## DIRECTIONS
Check every line of the data below for "stalk". Copy each one that has it.

## AVAILABLE RECORDS
+++

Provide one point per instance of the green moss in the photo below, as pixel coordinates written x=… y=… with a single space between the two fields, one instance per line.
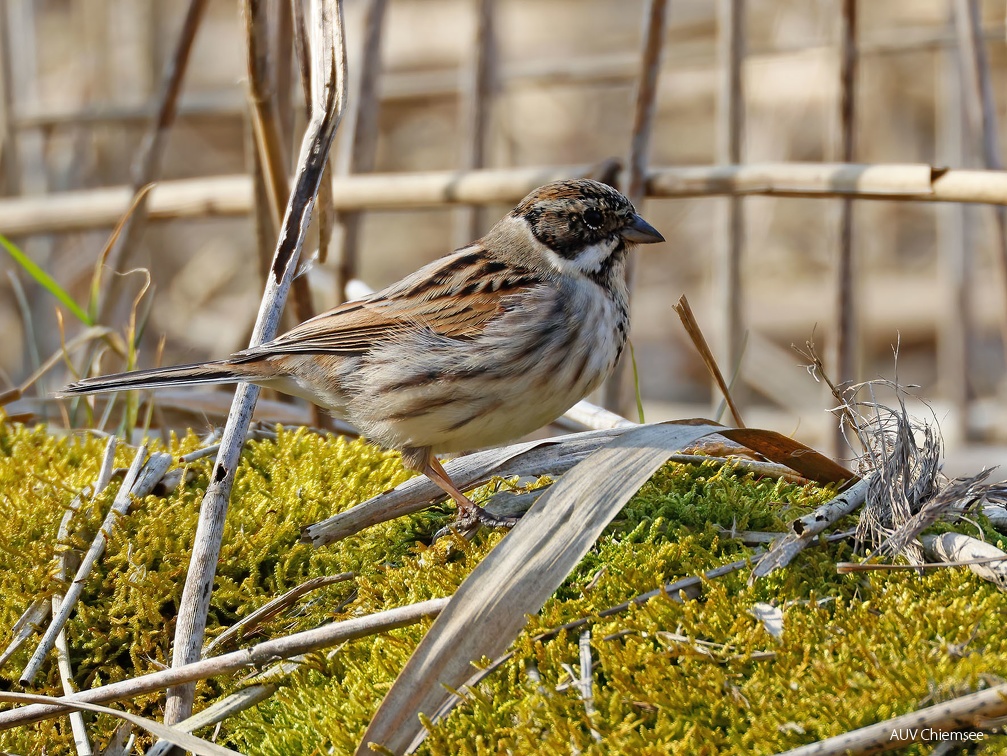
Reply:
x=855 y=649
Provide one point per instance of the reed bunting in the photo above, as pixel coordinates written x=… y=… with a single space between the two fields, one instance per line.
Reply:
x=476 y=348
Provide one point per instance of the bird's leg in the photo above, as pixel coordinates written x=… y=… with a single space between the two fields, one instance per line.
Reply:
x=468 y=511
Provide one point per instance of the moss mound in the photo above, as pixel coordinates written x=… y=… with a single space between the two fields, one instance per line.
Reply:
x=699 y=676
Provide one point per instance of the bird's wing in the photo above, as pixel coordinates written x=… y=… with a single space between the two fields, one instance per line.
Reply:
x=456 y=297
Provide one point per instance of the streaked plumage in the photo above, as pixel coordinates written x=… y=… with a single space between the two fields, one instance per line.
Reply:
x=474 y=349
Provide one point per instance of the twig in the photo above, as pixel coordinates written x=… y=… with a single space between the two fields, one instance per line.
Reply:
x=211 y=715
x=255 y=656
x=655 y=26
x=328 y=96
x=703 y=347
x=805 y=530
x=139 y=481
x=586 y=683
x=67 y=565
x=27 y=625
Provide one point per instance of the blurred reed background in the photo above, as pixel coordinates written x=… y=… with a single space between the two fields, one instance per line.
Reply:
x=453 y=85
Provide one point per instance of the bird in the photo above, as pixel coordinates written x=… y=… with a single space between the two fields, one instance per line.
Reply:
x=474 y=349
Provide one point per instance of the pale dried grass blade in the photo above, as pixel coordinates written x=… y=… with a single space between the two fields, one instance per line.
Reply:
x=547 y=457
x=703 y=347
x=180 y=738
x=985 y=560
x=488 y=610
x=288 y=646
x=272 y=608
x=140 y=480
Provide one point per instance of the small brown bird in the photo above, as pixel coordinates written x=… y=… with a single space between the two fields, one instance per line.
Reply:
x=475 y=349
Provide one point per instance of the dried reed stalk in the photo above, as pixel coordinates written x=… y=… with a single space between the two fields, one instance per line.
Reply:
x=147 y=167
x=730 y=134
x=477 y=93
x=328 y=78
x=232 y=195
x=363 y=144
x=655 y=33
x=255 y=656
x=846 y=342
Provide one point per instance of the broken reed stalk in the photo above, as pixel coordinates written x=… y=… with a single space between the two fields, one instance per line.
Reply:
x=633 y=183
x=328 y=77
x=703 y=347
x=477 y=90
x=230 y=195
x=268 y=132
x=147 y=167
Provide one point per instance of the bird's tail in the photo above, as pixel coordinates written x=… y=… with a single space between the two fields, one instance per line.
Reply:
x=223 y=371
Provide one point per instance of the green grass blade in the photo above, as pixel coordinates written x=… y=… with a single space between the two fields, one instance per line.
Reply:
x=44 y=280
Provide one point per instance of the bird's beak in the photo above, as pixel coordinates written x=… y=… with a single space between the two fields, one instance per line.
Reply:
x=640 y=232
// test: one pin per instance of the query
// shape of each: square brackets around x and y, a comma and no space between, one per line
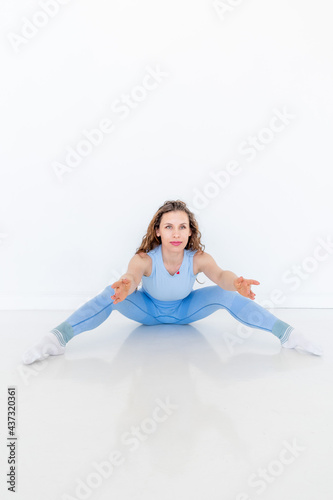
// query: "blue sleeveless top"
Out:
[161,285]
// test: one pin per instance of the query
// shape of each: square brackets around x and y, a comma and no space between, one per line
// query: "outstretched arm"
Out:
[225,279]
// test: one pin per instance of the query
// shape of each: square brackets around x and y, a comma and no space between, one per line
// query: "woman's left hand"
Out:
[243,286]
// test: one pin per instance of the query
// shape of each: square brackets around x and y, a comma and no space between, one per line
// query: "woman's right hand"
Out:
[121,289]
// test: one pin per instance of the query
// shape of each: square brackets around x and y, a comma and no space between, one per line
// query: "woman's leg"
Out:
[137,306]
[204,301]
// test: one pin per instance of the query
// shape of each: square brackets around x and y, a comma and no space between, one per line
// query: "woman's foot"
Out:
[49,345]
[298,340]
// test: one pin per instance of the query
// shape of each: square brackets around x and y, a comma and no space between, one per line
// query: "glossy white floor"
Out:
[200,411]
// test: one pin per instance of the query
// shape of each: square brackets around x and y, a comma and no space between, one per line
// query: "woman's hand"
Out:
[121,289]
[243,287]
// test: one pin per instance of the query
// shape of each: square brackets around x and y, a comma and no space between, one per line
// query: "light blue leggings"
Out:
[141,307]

+++

## EXERCISE SOLUTION
Provide one point per instance of the dried reed stalk in the photo above, as pixel coordinates written x=… y=… with a single space between the two fields, one instance per line.
Provide one point per instance of the broken reed stalk in the photo above, as pixel coordinates written x=… y=… with a single space between the two fields, one instance per line.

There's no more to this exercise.